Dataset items
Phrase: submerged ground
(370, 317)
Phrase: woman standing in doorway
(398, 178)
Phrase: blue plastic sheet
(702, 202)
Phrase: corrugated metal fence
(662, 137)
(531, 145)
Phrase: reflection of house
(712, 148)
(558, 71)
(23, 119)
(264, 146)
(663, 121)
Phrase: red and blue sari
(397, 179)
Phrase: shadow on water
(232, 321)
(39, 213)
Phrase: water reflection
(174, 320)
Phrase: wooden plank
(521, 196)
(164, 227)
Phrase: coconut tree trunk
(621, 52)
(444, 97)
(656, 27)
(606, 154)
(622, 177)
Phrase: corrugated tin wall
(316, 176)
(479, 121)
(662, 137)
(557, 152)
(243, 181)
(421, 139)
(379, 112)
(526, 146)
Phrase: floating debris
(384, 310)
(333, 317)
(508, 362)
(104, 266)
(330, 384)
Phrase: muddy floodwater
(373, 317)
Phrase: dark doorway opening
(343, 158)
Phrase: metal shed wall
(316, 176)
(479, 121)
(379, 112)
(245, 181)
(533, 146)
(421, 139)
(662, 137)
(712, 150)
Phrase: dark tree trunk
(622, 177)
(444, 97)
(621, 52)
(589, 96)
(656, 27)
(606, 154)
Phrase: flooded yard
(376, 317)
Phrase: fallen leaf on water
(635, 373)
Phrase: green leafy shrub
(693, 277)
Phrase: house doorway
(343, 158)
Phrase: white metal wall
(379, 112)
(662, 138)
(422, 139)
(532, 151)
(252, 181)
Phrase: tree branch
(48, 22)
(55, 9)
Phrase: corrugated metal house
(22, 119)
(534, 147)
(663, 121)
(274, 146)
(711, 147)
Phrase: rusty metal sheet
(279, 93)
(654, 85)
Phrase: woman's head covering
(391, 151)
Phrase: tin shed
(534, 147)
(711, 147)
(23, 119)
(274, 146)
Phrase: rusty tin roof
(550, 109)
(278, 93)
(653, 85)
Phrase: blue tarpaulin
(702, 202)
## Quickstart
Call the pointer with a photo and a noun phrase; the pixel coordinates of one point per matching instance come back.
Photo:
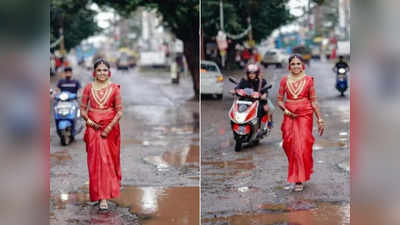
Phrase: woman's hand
(264, 96)
(105, 132)
(93, 124)
(321, 127)
(288, 113)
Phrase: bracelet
(107, 129)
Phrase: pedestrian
(101, 107)
(297, 125)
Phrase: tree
(181, 17)
(76, 20)
(266, 16)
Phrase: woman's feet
(298, 187)
(103, 204)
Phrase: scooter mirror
(233, 80)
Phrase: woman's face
(296, 66)
(252, 76)
(102, 72)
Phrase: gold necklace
(101, 100)
(98, 86)
(293, 78)
(293, 90)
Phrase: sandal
(299, 187)
(103, 205)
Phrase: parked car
(305, 53)
(315, 53)
(123, 62)
(211, 79)
(277, 57)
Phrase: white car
(211, 79)
(277, 57)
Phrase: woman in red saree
(297, 125)
(101, 107)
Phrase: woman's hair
(101, 61)
(296, 56)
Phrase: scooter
(341, 80)
(67, 116)
(243, 115)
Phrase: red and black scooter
(243, 115)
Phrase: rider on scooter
(341, 64)
(68, 84)
(252, 80)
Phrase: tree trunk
(191, 51)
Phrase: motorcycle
(243, 115)
(341, 80)
(67, 116)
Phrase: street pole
(62, 46)
(221, 16)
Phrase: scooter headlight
(63, 96)
(240, 117)
(63, 111)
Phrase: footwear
(299, 187)
(103, 205)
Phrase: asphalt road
(159, 156)
(249, 187)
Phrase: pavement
(159, 156)
(249, 187)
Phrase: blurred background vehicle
(123, 62)
(315, 52)
(211, 79)
(304, 51)
(277, 57)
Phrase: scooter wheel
(238, 146)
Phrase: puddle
(162, 206)
(188, 157)
(307, 213)
(60, 157)
(247, 189)
(149, 205)
(126, 141)
(241, 164)
(324, 144)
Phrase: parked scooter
(341, 79)
(243, 115)
(67, 116)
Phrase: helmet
(252, 68)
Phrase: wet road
(159, 157)
(250, 187)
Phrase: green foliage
(319, 2)
(76, 19)
(180, 16)
(266, 15)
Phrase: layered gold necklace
(294, 87)
(101, 94)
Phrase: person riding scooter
(68, 84)
(342, 64)
(254, 80)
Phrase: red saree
(103, 154)
(297, 132)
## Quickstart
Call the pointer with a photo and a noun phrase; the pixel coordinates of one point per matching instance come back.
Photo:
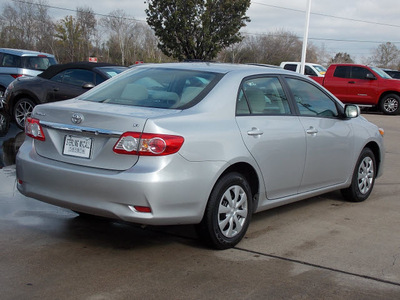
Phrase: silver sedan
(198, 143)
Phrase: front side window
(310, 100)
(262, 96)
(155, 87)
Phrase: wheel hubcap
(391, 105)
(232, 211)
(365, 175)
(23, 111)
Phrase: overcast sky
(353, 26)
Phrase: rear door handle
(255, 132)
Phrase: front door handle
(255, 132)
(312, 130)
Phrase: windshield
(112, 71)
(381, 73)
(155, 87)
(320, 69)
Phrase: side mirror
(88, 85)
(370, 76)
(351, 111)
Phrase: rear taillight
(148, 144)
(33, 129)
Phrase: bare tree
(87, 20)
(69, 36)
(387, 55)
(120, 27)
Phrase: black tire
(228, 212)
(2, 90)
(4, 123)
(363, 179)
(23, 109)
(390, 104)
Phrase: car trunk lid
(85, 133)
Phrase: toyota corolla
(198, 143)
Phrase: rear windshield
(112, 71)
(155, 87)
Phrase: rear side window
(155, 87)
(290, 67)
(359, 73)
(75, 77)
(262, 96)
(10, 61)
(310, 100)
(39, 63)
(342, 72)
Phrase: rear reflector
(143, 209)
(33, 129)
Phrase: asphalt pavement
(319, 248)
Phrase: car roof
(21, 52)
(216, 67)
(55, 69)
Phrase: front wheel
(363, 178)
(4, 123)
(390, 104)
(23, 109)
(228, 212)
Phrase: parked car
(58, 82)
(311, 69)
(197, 143)
(363, 85)
(4, 120)
(15, 63)
(392, 73)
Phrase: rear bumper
(175, 189)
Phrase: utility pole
(305, 38)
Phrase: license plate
(77, 146)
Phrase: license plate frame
(77, 146)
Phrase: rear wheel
(23, 109)
(228, 212)
(390, 104)
(363, 178)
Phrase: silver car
(198, 143)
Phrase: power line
(258, 3)
(326, 15)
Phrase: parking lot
(320, 248)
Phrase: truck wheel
(390, 104)
(228, 212)
(4, 123)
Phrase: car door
(329, 137)
(272, 134)
(69, 83)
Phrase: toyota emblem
(77, 118)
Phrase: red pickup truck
(363, 85)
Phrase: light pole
(305, 38)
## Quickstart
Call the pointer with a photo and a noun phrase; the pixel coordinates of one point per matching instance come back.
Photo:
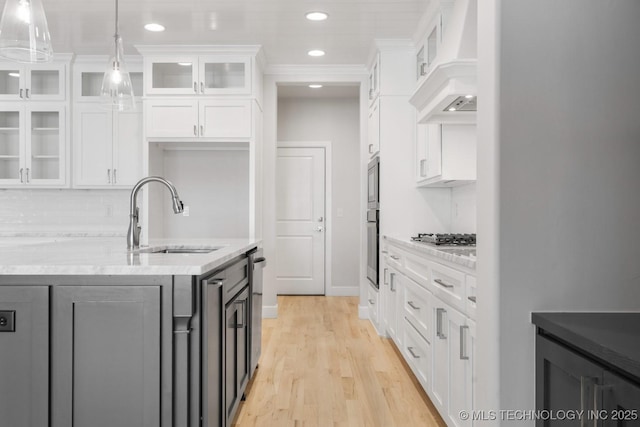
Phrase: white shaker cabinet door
(171, 118)
(225, 119)
(127, 147)
(92, 145)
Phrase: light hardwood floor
(322, 366)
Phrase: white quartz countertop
(448, 253)
(109, 256)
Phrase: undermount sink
(179, 250)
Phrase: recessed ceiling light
(154, 27)
(316, 16)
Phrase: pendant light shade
(117, 90)
(24, 33)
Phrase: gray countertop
(109, 256)
(613, 338)
(447, 253)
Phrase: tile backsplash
(64, 212)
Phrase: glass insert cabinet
(32, 82)
(198, 75)
(32, 145)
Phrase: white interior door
(300, 221)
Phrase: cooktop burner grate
(446, 239)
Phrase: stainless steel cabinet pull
(439, 333)
(216, 282)
(415, 356)
(423, 169)
(464, 354)
(242, 318)
(441, 283)
(587, 397)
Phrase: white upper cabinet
(445, 155)
(37, 82)
(193, 118)
(107, 147)
(198, 75)
(88, 72)
(32, 145)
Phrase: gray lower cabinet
(105, 356)
(24, 356)
(226, 342)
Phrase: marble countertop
(454, 254)
(109, 256)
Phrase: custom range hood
(447, 93)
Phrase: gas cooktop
(446, 239)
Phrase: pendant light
(117, 91)
(24, 33)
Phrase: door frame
(326, 145)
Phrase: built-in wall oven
(373, 220)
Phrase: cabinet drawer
(416, 307)
(471, 296)
(448, 285)
(417, 268)
(417, 352)
(394, 257)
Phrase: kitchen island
(94, 335)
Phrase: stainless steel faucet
(133, 234)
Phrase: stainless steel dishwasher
(256, 263)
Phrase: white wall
(335, 120)
(64, 212)
(463, 209)
(565, 192)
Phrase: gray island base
(96, 336)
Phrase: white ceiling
(86, 26)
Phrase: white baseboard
(343, 291)
(363, 312)
(270, 311)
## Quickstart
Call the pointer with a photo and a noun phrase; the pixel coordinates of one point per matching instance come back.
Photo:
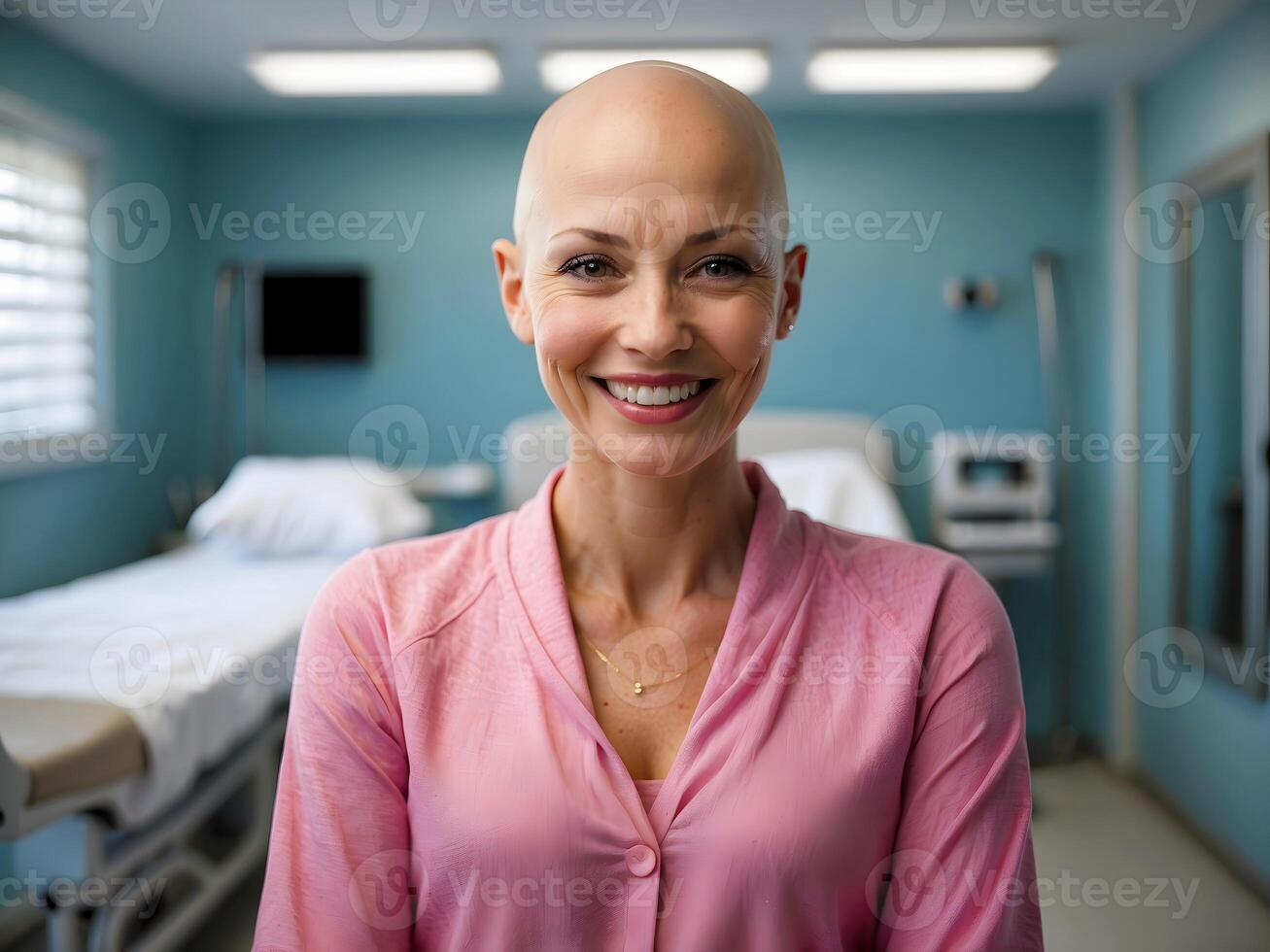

The problem:
All lines from the one that contains "Phrase: custom range hood" through the last line of the data should be retyped exactly, with the pictures left out.

Exercise solution:
Phrase: custom range hood
(447, 93)
Phrase: gas cooktop
(446, 239)
Phrase: pendant light
(117, 91)
(24, 33)
Phrase: door frame
(326, 145)
Phrase: built-in wall oven
(373, 220)
Phrase: cabinet drawer
(416, 307)
(471, 296)
(448, 285)
(417, 268)
(417, 352)
(394, 257)
Phrase: kitchen island
(94, 335)
Phrase: stainless steel faucet
(133, 234)
Phrase: stainless steel dishwasher
(256, 263)
Phrase: white wall
(335, 120)
(64, 212)
(463, 209)
(565, 192)
Phrase: gray island base
(96, 336)
Phrase: white ceiling
(86, 26)
Phrase: white baseboard
(343, 291)
(363, 312)
(270, 311)
## Quickstart
Call the pointer with a photo and a noun phrase; the pixel coordinates of one point per matching instance come back.
Photo:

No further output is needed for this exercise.